Göreviniz: Meclis'te kurulan komisyonun çalışma ilkelerini anlatan aşağıdaki konuşmayı son cümlesinden sonra sürdürün.

Sayfa:
Bugün iftihar ettiğimiz savunma teknolojilerimiz, kendi helikopterlerimiz, uydularımız, millî savunma sanayinde geldiğimiz bu seviyeye belki çok daha erken zamanlarda ulaşabilirdik. Fakat tüm bu kayıpların ötesinde, en ağır bedel şüphesiz ki canla ödenmiştir. Manevî kayıplar, unutulmaz acılarımızdır.
Canları pahasına bu vatanı savunan tüm kahramanlar, bugün burada başlattığımız sürecin manevî mimarlarıdır. Bu istikamette atacağımız her adımda, onların emanetine sadakatle bağlı kalacağımızı ilan ediyoruz. Bu komisyon, sözünü yükselten herkesin kürsüsüdür. Her kuruma bir kez daha yürekten teşekkür ediyorum. İnanıyorum ki katkı veren herkes, bu memleketin mayasında kardeşlik olduğunu göstermiştir ve gösterecektir.
Değerli milletvekili arkadaşlarım, değerli basın mensupları,
Milletin taleplerinin siyasal zeminde buluşması, kurumlar arası koordinasyonun sağlıklı yürütülmesi; istikrar ve huzur için elzemdir.
Bu açıdan tartışmanın doğru mecrası Türkiye Büyük Millet Meclisi ve onu temsilen bugün burada oluşturduğumuz komisyondur. Çünkü milletin tamamını temsil eden, her fikrin ve kimliğin söz söyleyebildiği yer tam da burasıdır.
"HER ADIM ŞEFFAF ATILACAK"
Dikkatinizi çekmek isterim: Bugün burada sadece grubu olan siyasi partiler değil, Türkiye Büyük Millet Meclisi’nde temsil edilen bütün siyasi partilerin temsilcisi arkadaşlarımız buradadır.
Diyebiliriz ki bu salon, toplumun %98’inin temsil edildiği bir siyasi iradenin yansımasıdır. Her bilgilendirme ve adım, şeffaf ve kapsayıcı biçimde yapılacaktır. Bu çatının altında yürütülen her çalışma, halkın gözü önünde ve millet iradesinin güvencesiyle ilerleyecektir. O yüzden komisyonun işleyiş prensiplerini ilk günden itibaren açık bir şekilde ifade etmek zorundayız.
Hiç şüphesiz, bunlardan ilki şeffaflıktır. Çünkü milletimizin her adımı bilmeye, her adımda gerçekleştirilenleri öğrenmeye hakkı vardır ve bunun yegâne muhatabıdır.
Bir diğer ilkemiz açıklık olmalıdır. Çünkü saklı gündemlerin, örtük hesapların toplumsal barışa hiçbir katkısı yoktur.
Üçüncü temel ilkemiz ise, hiç şüphesiz çoğulculuk olmalıdır. Çünkü bu topraklar tek renkle değil, çok sesle, çok kültürle anlamlıdır.

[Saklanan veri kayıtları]
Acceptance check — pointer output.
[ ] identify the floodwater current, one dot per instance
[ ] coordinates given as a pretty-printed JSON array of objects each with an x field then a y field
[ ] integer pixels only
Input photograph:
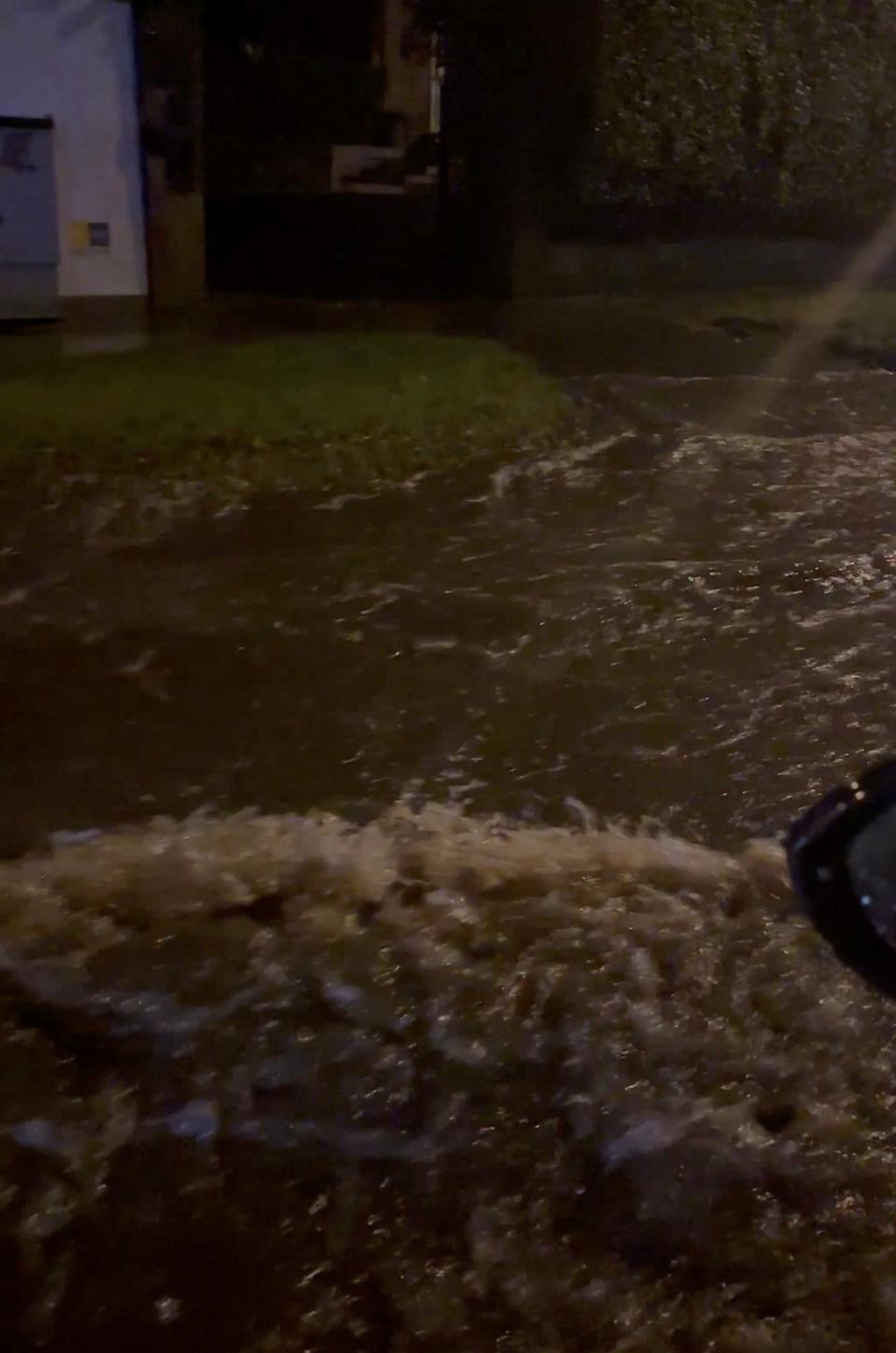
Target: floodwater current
[{"x": 488, "y": 1028}]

Alıştırma sonucu:
Değerli milletvekili arkadaşlarımın, komisyon çalışmaları hakkında kamuoyunun ve basının bilgilendirilmesi yalnızca Türkiye Büyük Millet Meclisi Başkanlığı tarafından yürütülecektir. Çünkü süreci zehirleyebilecek ve provoke edecek açıklamalara itibar edilmemesini sağlamak da bu komisyonun başlıca görevlerinden birisidir.
Onun için kamuoyunu, basınımız vasıtasıyla da yerinde, zamanında, doğru bilgilendirmek önceliklerimizden birisi olmalıdır.
Bu komisyonda ele alacağımız konu, yani Türkiye’nin terörü bırakmasıyla birlikte ele alacağımız konular, herhangi bir siyasi partinin tek elinde olan konular değildir.
"KOMİSYONUMUZ İSTİŞARE ORGANI OLARAK HAREKET EDECEK"
Bu süreç, Türk’ün de Kürt’ün de her kesimden yurttaşın ortak geleceğini ilgilendiren bir beka meselesidir.
Burayı tekraren söylüyorum: Bu süreç, Türk’ün de Kürt’ün de her kesimden yurttaşın ortak geleceğini ilgilendiren bir beka meselesidir. Dolayısıyla komisyonumuz, müzakereci bir istişare organı olarak hareket edecektir. Komisyonumuz, müzakereci bir istişare organı olarak hareket edecektir. Bu zeminde, farklı fikirlerin ve hissiyatların ortak akılla bir akılda birleşmesini sağlayacak bir anlayışla çalışacaktır. Komisyonun görev ve sorumlulukları arasında, özellikle silah bırakma sürecinin millet adına takibi, büyük önem taşımaktadır.
Bu süreç; hukuki çerçevesiyle, sosyal zeminiyle, siyasal diliyle dikkatle izlenmeli, yönlendirilmeli ve gerektiğinde öneriler sunulmalıdır. Burada önemli bir hususu da vurgulamak istiyorum: Hiç şüphesiz bu sürecin en önemli hususiyetlerinden birisi de toplumsal psikolojinin iyi bir şekilde yürütülmesidir.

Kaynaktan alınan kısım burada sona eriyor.